[Referring expression data]
= = = = =

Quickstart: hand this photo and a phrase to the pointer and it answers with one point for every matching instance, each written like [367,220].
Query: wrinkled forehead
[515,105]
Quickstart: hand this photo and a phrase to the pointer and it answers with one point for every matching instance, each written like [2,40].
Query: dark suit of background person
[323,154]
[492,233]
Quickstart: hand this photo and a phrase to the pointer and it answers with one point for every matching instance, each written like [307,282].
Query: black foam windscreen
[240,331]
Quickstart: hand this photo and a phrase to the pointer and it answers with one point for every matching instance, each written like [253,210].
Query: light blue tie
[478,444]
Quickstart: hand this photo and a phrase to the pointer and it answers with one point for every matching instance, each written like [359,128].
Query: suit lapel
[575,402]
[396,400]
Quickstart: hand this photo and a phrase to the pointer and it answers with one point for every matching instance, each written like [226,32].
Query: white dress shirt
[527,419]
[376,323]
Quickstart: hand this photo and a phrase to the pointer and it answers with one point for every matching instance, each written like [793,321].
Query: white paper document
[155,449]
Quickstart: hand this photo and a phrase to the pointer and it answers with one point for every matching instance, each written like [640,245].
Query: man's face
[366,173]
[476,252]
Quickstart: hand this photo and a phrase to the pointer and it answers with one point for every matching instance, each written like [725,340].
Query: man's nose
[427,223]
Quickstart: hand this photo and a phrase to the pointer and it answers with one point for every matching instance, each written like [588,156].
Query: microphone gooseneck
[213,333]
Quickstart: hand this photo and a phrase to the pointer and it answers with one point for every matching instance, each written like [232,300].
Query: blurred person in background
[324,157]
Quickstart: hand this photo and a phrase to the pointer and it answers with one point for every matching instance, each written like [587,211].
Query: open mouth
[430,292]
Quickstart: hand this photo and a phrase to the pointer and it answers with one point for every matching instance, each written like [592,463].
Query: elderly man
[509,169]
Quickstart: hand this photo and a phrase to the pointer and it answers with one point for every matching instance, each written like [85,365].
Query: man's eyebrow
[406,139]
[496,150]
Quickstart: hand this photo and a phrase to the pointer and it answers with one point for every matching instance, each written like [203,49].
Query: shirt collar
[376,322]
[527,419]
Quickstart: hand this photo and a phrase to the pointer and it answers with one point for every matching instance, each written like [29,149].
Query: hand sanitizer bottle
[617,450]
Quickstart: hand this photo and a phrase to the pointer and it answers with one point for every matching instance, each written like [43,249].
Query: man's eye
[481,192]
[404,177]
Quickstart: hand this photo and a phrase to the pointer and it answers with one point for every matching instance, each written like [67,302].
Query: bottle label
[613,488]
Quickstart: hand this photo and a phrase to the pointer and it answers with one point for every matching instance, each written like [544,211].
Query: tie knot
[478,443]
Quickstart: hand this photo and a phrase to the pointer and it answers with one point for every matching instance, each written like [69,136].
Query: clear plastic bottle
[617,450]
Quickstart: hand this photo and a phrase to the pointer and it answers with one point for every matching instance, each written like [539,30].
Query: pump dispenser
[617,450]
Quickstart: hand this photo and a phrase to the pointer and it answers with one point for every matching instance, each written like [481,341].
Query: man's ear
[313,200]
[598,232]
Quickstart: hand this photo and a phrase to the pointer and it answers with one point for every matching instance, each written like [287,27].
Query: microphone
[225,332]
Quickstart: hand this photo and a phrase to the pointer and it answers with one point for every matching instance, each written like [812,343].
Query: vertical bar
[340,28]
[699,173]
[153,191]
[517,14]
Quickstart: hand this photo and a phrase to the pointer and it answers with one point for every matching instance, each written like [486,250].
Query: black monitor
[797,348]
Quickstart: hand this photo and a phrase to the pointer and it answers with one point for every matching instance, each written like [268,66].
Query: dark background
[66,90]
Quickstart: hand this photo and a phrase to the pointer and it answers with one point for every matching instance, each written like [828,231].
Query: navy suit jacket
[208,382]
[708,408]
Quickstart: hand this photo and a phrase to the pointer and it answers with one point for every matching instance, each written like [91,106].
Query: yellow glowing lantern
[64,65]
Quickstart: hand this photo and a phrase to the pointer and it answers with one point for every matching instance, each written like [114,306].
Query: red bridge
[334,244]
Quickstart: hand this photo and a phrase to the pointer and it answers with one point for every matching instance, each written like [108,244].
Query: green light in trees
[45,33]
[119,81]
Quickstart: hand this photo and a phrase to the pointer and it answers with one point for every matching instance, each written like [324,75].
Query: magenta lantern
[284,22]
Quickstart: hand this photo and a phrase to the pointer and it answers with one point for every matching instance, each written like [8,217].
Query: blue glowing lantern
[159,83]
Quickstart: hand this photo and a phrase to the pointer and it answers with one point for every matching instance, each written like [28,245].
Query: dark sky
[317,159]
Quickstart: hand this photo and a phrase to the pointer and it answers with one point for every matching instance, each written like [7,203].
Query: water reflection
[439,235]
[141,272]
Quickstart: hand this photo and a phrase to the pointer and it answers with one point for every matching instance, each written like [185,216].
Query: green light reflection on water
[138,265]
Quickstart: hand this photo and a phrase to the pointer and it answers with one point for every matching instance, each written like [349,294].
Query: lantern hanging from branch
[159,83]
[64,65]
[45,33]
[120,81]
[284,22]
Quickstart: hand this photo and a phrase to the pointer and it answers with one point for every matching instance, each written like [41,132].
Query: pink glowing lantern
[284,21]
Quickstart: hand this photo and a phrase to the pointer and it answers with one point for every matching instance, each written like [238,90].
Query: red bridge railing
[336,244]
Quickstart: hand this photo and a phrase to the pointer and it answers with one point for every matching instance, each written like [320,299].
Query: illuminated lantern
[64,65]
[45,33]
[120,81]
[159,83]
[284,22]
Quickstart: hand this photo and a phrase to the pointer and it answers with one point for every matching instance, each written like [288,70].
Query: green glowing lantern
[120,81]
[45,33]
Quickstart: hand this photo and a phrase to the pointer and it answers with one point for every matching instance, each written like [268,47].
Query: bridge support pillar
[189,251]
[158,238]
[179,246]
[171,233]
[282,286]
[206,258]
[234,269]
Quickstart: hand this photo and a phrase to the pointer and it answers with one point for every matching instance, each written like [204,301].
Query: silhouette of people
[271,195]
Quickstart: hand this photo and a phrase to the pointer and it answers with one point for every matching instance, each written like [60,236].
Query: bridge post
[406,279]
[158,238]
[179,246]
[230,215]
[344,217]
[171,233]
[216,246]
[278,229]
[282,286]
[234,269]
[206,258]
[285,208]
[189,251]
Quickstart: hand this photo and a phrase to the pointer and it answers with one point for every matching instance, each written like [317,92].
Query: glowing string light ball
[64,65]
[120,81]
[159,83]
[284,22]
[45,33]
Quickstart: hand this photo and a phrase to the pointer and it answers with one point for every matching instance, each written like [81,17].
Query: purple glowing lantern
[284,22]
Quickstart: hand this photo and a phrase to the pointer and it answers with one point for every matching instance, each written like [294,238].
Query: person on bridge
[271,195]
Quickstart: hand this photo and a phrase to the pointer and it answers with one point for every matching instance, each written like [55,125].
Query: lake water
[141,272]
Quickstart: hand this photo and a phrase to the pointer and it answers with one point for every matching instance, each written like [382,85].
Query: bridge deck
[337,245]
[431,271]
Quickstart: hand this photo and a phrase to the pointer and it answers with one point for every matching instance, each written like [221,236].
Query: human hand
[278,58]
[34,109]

= = = = =

• _Your task_
From the records above, print exactly the lines that run from the line with "Query: wrinkled forehead" to the line with "written like [232,300].", inclusive.

• _The answer_
Query: wrinkled forehead
[515,105]
Quickstart: hand this photo and a phrase to the pointer and it answers with one point for every matching instance, each written like [2,40].
Query: dark suit of background person
[323,154]
[492,233]
Quickstart: hand this photo and a phrase to the pointer and it answers with one point for every matching instance, each written like [307,282].
Query: black foam windscreen
[240,331]
Quickstart: hand this photo and a phrase to the pointer and it answers with one point for every matching instance, each written like [253,210].
Query: light blue tie
[478,444]
Quickstart: hand this photo and a phrase to the pointer and it answers with one point for every matching instance, each written like [359,128].
Query: suit lapel
[575,402]
[396,400]
Quickstart: hand this photo and a phrase to the pointer and it answers with one point for every matching instance, each written like [226,32].
Query: white dress shirt
[527,419]
[376,323]
Quickstart: hand this photo and a phrase to the pointer and it answers with one point for every matching instance, each written like [793,321].
Query: white paper document
[155,449]
Quickstart: hand this photo and a phrase to the pointer and it answers with one point for every matching instance, each written like [640,245].
Query: man's face
[366,173]
[476,252]
Quickstart: hand this photo and a phrase to the pointer and it answers with one point for every matching instance, each written like [725,340].
Query: man's nose
[427,223]
Quickstart: hand this photo and a phrase to the pointer and it answers with one point for every matching instance, each written like [588,156].
Query: microphone gooseneck
[213,333]
Quickstart: hand this photo and a phrase to the pointer and it answers with one point for every matching instance, each written like [232,300].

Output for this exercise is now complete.